_Text passage_:
"""
Introduced March 25, 2026 by Gwendolynne S. Moore · Last progress March 25, 2026
The bill aims to expand and diversify the perinatal workforce and improve culturally competent, year-long postpartum supports—especially for underserved communities—but does so with modest funding, non‑binding guidance, and implementation complexity that could leave benefits uneven and impose costs and administrative burdens on states, providers, and small training programs.
Pregnant and postpartum people—especially in rural and underserved communities—are likely to see improved access to perinatal clinicians because the bill expands training slots, scholarships, and targeted recruitment to Health Professional Shortage Areas.
Pregnant and postpartum people and Medicaid beneficiaries gain broader, clearer eligibility for maternity supports because the bill formally recognizes a range of maternity/perinatal roles (doulas, lactation consultants, midwives, perinatal health workers) and defines 'postpartum' as up to 12 months.
Women from racial and ethnic minority groups are more likely to get culturally and linguistically congruent, less discriminatory care because the bill prioritizes recruiting diverse students/faculty, requires bias and racism training, and supports culturally tailored, community-based workers.
Many Americans in need may still lack improved access because authorized funding levels are modest and are likely insufficient to eliminate nationwide perinatal workforce shortages.
Benefits are likely to be uneven across the country because guidance and illustrative standards are non-binding or ambiguous, accreditation criteria and state implementation can vary, and GAO reporting does not compel state action.
States, hospitals, and insurers may face new administrative and fiscal costs—such as recruiting/training staff, reconfiguring care teams, accrediting doulas, and setting up Medicaid reimbursement pathways—which could require state budget adjustments or federal offsets.
Based on analysis of 6 sections of legislative text.
Authorizes HHS grant programs, guidance, studies, and GAO reports to grow and diversify the perinatal workforce, fund scholarships, and improve culturally congruent maternal care.
Creates federal programs, studies, and guidance to grow, diversify, and train the perinatal workforce and to improve respectful, culturally and linguistically congruent maternity care. It authorizes competitive grants and scholarships for midwifery, perinatal health workers, physician assistants, and maternal-focused nurse practitioners and clinical nurse specialists; directs federal studies and guidance from HHS/NIH; requires GAO reports on barriers and disparities; and defines key terms such as "maternity care provider" and "perinatal health worker." Funding authorizations of $15 million annually are provided for two grant programs for FY2027–FY2031, with reporting, prioritization for underserved areas, and emphasis on bias/racism training in curricula.
"""
Region pointing data:
"""
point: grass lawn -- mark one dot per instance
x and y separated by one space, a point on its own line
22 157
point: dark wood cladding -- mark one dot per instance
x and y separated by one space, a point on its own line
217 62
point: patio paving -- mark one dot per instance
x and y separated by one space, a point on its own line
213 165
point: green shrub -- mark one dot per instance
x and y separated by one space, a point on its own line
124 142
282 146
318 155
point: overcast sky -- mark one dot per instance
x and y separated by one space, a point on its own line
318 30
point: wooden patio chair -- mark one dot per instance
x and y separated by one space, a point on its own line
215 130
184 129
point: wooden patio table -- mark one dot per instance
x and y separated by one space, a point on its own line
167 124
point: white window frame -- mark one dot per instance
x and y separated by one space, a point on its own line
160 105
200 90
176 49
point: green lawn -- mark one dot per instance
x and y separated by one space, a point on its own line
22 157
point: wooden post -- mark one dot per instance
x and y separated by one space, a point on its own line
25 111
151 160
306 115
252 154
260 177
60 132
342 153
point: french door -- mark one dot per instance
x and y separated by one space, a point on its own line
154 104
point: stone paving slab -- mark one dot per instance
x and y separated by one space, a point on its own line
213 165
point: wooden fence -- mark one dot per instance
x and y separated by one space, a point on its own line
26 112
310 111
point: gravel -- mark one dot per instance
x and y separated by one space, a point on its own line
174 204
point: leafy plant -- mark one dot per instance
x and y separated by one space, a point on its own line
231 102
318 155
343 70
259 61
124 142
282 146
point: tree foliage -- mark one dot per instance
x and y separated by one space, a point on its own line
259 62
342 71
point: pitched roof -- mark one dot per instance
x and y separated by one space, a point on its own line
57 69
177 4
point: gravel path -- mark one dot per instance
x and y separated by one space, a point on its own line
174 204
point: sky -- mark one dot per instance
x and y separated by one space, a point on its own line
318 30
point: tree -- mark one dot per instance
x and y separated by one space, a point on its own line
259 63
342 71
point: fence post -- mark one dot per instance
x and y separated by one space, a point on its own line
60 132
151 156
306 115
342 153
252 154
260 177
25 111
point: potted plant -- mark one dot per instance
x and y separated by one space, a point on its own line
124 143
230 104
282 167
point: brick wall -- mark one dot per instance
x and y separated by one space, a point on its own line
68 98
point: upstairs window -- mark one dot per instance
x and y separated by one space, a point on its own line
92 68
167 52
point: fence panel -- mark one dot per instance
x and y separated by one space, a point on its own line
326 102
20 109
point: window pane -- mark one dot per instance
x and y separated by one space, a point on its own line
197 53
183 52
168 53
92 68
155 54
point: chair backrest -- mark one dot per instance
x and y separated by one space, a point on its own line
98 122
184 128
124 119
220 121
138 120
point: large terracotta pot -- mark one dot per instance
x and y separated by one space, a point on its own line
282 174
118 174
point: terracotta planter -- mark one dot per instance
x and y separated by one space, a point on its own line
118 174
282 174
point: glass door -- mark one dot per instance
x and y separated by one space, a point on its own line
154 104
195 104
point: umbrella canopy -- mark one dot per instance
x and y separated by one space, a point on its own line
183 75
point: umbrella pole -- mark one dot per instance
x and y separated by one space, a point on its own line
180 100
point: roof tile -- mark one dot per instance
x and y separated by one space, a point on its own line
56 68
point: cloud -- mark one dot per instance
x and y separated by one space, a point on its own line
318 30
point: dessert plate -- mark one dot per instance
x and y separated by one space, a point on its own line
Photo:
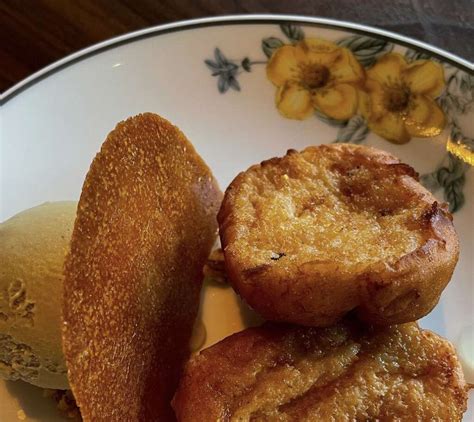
213 79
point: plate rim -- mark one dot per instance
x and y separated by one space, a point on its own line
184 25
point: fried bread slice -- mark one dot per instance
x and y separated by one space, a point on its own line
314 234
145 225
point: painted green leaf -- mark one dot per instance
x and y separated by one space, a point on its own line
270 44
454 195
293 32
451 177
367 50
355 131
246 64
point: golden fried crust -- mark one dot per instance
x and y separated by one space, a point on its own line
315 234
343 373
144 228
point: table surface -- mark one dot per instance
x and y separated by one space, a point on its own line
35 33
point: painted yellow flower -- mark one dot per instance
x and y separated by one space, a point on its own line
401 98
317 75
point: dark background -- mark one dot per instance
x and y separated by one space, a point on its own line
35 33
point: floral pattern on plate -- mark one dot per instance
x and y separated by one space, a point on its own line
358 84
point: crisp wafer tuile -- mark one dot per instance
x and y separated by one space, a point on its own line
145 225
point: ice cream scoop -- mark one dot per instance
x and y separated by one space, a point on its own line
33 245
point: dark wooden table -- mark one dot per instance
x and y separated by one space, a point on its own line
35 33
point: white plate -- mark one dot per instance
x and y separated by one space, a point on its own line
55 121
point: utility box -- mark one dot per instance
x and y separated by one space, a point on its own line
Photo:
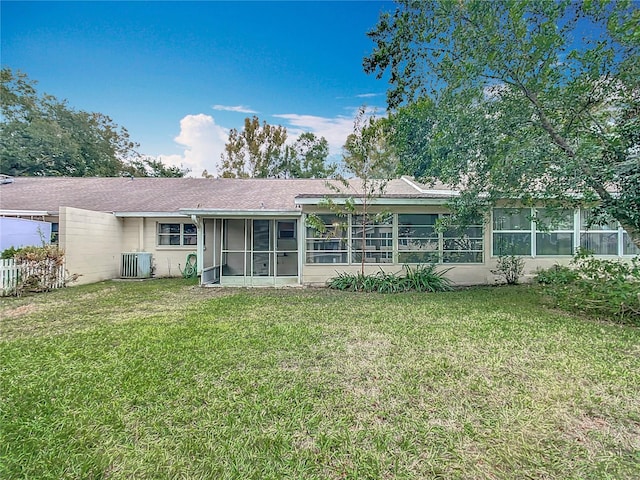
135 265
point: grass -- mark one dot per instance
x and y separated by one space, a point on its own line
163 379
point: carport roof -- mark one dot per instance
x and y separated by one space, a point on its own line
175 195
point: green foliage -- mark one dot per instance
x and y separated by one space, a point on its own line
368 157
39 268
9 253
510 267
557 275
41 135
151 167
607 289
425 278
261 151
307 158
534 101
421 278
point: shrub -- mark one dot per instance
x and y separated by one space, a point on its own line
607 289
425 278
422 278
557 275
40 270
9 253
510 268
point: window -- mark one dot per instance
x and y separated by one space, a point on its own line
554 232
377 237
177 234
598 239
511 231
418 241
629 247
463 244
55 230
328 244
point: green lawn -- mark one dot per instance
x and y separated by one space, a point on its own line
163 379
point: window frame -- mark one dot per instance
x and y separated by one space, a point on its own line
577 231
185 231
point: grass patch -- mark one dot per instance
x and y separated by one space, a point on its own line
163 379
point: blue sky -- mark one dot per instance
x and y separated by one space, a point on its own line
179 75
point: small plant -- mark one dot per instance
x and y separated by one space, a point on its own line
421 278
40 269
510 267
425 278
556 275
9 253
605 289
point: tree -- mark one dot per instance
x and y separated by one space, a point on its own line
152 167
534 101
42 135
256 151
368 158
307 158
261 151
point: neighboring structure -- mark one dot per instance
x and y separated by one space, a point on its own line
253 231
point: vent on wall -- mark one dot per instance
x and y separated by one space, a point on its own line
135 265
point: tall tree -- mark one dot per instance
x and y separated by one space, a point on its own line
368 166
41 135
533 100
261 150
256 151
307 158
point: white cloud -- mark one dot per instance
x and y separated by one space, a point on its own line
203 141
234 108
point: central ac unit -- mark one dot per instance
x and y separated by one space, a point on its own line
135 265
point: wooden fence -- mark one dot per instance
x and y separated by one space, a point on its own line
30 275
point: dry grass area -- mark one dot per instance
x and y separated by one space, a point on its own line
163 379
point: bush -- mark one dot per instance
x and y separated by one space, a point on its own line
9 253
607 289
510 267
557 275
40 270
422 278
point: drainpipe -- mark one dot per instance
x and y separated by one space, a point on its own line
199 223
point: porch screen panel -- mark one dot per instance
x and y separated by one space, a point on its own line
234 256
286 248
262 249
598 239
554 233
378 239
512 231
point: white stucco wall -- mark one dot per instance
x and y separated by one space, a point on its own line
92 242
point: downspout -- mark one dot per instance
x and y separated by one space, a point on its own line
199 223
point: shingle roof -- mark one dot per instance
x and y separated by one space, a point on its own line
173 194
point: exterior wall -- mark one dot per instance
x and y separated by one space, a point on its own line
460 274
21 232
143 237
92 244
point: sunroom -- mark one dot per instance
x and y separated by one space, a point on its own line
258 248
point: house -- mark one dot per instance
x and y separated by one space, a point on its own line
249 232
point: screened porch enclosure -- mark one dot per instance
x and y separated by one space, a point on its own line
258 251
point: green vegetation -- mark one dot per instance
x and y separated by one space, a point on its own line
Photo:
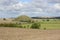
23 18
35 26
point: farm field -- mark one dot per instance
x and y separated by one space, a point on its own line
7 33
48 24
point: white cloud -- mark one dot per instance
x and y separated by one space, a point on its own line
57 6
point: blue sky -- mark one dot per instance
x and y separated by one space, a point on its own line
14 8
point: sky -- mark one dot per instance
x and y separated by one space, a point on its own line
32 8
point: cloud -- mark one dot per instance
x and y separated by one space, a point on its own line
32 8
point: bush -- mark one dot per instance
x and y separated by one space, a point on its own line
35 26
44 28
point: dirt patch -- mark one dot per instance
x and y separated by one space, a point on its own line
28 34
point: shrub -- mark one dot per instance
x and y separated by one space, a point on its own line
48 20
44 28
35 26
4 18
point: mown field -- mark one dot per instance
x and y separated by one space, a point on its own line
7 33
51 24
45 24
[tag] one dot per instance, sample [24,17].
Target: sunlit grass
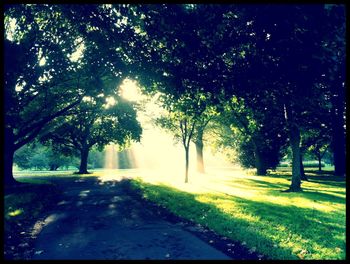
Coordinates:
[305,225]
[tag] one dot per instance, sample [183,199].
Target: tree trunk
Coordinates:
[294,135]
[9,180]
[302,171]
[339,153]
[319,162]
[199,149]
[259,161]
[338,135]
[84,154]
[187,150]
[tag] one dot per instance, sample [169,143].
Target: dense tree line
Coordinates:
[266,76]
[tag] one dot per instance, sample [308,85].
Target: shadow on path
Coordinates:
[107,220]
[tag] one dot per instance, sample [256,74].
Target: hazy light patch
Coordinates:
[19,86]
[130,90]
[111,157]
[11,29]
[110,101]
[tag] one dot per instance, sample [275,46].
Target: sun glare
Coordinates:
[130,90]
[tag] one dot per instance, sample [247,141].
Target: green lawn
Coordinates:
[253,210]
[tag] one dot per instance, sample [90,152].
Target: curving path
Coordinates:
[104,220]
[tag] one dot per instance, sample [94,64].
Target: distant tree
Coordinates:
[317,142]
[50,51]
[94,125]
[38,156]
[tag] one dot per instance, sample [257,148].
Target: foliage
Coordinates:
[95,124]
[40,157]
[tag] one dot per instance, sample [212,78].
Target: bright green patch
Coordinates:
[305,225]
[15,212]
[25,205]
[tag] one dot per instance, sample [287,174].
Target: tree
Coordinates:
[317,142]
[181,120]
[94,124]
[44,64]
[35,155]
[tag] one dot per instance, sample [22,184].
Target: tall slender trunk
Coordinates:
[199,150]
[9,180]
[187,150]
[338,135]
[319,157]
[302,171]
[84,154]
[294,135]
[259,161]
[339,153]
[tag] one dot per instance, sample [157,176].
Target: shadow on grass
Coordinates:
[313,225]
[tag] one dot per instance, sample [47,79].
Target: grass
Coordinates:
[252,209]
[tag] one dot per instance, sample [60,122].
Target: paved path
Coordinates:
[104,220]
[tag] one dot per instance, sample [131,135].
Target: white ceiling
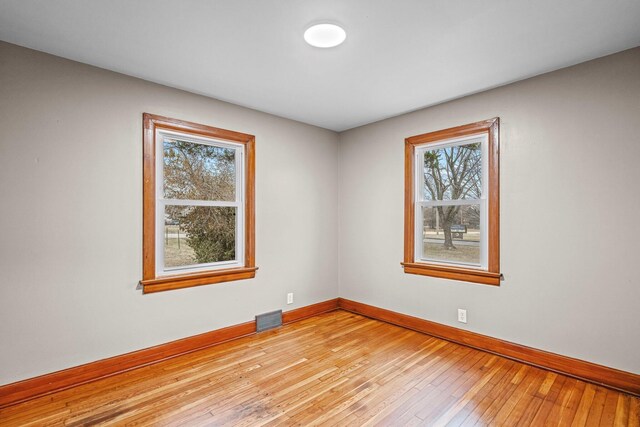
"""
_Goal of the exercise_:
Answer the following questions using the bill summary above.
(a) Who introduced the bill, and on what date?
(b) How long a period does the bill define "postpartum" to cover?
(c) What annual funding amount is authorized for the two grant programs, and for which fiscal years?

_Response area_:
(a) Gwendolynne S. Moore introduced the bill on March 25, 2026.
(b) The bill defines "postpartum" as up to 12 months.
(c) $15 million annually is authorized for FY2027–FY2031.